● DIRECTIONS FOR THIS TASK: For each line below that contains the string "curved", copy that line.
-- EXTRACTED ENTRIES follows --
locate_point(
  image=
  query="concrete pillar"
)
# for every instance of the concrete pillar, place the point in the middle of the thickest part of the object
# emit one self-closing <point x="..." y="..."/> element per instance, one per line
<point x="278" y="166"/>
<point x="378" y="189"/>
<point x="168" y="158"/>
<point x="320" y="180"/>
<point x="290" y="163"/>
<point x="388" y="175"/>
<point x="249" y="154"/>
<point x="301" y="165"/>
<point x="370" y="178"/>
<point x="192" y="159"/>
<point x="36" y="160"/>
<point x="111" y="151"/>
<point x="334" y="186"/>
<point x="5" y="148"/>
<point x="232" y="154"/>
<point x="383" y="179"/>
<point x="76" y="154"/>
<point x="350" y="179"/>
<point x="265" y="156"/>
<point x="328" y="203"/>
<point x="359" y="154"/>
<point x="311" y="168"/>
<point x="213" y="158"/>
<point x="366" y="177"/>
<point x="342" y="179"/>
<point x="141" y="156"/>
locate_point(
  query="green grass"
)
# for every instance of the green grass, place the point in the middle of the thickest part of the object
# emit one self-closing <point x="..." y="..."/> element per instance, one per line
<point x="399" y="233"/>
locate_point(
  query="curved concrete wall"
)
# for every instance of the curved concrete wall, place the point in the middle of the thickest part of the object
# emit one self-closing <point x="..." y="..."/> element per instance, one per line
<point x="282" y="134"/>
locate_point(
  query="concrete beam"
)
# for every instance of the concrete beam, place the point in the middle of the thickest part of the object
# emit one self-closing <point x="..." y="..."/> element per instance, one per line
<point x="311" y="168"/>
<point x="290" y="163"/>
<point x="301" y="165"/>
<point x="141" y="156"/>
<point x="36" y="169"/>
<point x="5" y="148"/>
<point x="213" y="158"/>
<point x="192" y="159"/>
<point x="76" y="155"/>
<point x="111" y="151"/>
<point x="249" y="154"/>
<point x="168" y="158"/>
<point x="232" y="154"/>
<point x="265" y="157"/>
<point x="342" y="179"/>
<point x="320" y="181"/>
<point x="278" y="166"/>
-- EXTRACTED ENTRIES concluded --
● WRITTEN SOLUTION:
  query="curved concrete wall"
# for every instance of the curved concrete wall, place the point in the middle of the thickest part of the object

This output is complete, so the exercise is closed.